▶ Records
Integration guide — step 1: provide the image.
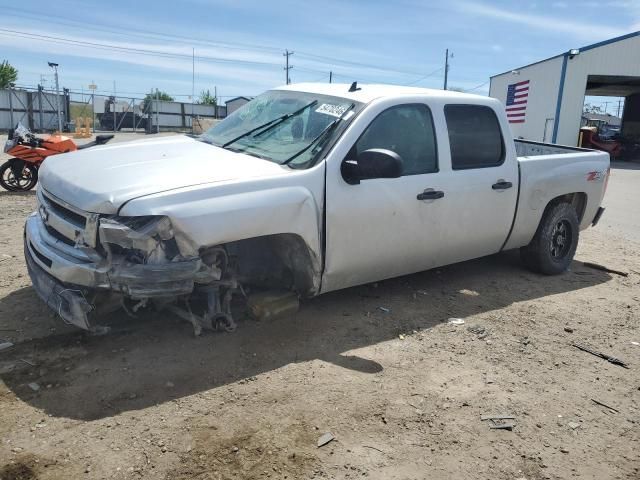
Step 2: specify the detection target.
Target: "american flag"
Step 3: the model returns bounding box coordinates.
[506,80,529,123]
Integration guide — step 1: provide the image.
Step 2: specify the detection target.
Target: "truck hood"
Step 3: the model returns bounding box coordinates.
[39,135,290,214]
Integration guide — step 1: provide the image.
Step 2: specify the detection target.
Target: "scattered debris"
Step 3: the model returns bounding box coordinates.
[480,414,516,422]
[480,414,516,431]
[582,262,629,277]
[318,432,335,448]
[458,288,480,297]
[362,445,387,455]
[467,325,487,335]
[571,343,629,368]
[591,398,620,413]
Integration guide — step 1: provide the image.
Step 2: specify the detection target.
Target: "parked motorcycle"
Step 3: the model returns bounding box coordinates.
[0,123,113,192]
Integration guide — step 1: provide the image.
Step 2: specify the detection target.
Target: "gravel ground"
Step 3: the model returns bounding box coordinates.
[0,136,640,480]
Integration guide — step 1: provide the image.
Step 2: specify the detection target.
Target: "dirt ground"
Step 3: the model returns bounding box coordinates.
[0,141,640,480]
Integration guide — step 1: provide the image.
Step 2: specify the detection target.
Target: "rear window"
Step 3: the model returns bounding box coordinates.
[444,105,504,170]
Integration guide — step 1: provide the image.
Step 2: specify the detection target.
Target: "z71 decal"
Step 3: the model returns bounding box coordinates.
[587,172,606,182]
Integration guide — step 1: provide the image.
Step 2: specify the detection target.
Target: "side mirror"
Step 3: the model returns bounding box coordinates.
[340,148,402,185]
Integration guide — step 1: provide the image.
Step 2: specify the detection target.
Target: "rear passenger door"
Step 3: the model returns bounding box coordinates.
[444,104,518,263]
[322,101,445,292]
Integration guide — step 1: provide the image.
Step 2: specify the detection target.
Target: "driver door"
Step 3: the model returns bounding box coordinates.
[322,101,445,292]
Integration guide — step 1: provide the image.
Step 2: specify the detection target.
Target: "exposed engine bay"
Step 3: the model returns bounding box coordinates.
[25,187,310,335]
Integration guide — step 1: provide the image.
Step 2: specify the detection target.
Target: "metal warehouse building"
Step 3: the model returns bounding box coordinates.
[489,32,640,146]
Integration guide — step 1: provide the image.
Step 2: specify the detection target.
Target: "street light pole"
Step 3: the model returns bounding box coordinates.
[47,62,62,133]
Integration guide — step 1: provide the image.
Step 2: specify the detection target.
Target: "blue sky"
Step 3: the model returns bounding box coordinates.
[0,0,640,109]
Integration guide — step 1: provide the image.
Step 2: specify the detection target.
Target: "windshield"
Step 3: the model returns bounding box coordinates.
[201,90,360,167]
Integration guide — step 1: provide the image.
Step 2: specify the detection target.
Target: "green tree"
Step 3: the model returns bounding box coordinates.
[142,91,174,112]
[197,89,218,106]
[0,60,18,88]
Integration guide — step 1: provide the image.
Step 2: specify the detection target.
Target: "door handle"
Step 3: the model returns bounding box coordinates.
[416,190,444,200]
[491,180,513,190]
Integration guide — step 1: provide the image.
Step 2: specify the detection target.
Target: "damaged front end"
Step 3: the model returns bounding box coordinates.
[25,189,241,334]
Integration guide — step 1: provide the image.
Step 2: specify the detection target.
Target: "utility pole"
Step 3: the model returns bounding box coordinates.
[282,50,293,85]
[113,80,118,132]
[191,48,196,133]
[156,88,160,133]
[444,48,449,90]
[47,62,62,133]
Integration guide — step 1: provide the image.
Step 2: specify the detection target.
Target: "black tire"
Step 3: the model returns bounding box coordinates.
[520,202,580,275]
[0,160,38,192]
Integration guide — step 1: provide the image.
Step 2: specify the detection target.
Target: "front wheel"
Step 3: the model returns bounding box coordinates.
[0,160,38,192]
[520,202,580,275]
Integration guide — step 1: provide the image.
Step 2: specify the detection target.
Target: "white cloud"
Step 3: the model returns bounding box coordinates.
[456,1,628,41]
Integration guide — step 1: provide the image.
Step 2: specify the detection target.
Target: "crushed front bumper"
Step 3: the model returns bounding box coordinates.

▶ Problem statement
Please copy the data again from its start through the line containing "[39,135,290,214]", both ends included, and scale every bounding box coordinate in the answers by 1.25, rounding to whole numbers with halves going up. Give only that stretch, and leave out the pictures.

▶ Exercise solution
Integration guide — step 1: provide the image.
Step 2: specify the detection target.
Target: "american flag"
Step 3: the model returns bounding box coordinates.
[633,100,661,154]
Integration guide — step 1: provide the image.
Step 2: specify the detection target.
Target: "truck hood"
Step 3: the model returns bounding box coordinates.
[49,169,363,268]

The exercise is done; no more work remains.